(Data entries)
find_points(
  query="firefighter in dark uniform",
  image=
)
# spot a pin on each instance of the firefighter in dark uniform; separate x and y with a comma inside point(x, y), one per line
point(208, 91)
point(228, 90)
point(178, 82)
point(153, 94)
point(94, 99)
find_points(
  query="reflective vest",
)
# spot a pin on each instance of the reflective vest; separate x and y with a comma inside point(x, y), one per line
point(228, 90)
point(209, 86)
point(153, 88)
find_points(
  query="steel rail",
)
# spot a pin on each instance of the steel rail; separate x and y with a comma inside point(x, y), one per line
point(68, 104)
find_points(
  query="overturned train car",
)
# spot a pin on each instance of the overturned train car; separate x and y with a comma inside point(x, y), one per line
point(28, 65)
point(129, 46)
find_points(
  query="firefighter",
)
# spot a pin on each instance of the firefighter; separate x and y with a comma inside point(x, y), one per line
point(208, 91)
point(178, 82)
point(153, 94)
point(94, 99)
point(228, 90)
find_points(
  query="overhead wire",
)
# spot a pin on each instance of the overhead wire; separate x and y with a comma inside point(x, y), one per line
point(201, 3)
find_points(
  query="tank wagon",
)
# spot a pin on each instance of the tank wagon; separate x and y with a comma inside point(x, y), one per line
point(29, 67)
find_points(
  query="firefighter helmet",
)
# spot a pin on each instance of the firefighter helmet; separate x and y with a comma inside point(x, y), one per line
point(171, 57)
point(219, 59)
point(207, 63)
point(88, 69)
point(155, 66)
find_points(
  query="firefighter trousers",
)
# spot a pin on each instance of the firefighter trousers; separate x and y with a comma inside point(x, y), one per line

## What you will do
What is needed is an exact reproduction of the data.

## Result of the exercise
find_points(
  query="firefighter in dark uniform",
  image=
)
# spot a pin on each instance of the firefighter in dark uniform; separate x and y with a comma inside point(x, y), one per line
point(208, 91)
point(228, 90)
point(178, 82)
point(153, 94)
point(94, 99)
find_points(
  query="reflective vest",
)
# spot a pin on each instance of the reflective vest; separate x and y with a comma inside point(x, y), one per line
point(228, 90)
point(209, 86)
point(153, 88)
find_points(
  query="steel rail",
)
# spot a pin on each instance of the steel rail; separate x and y with a comma inside point(x, y), one per line
point(68, 104)
find_points(
  query="overturned train car",
)
# spot a pin on each instance of the overturned train car; separate x and y with a comma inside point(x, y), one per line
point(28, 65)
point(129, 46)
find_points(
  query="firefighter",
)
# spot a pin on each instance of the firefighter; separate x and y with a comma inside point(x, y), one per line
point(208, 91)
point(178, 82)
point(153, 94)
point(94, 99)
point(228, 90)
find_points(
  query="overhead wire",
)
# spot a pin on each instance of the overhead wire; separate x and y with a comma inside point(x, y), one per line
point(201, 3)
find_points(
  query="tank wagon",
)
# spot a pin on each instance of the tank wagon; separate x and y with a comma inside point(x, y), one per line
point(29, 67)
find_points(
  query="firefighter helmet",
)
# spot a pin on each instance of the firefighter helmet; separate x and y with a comma inside point(x, y), one per line
point(171, 57)
point(219, 59)
point(207, 63)
point(88, 69)
point(155, 66)
find_points(
  query="firefighter trousers",
)
# spot a pin on each instance of the firefighter trousers; separate x and y with a comma inside point(x, y), one per line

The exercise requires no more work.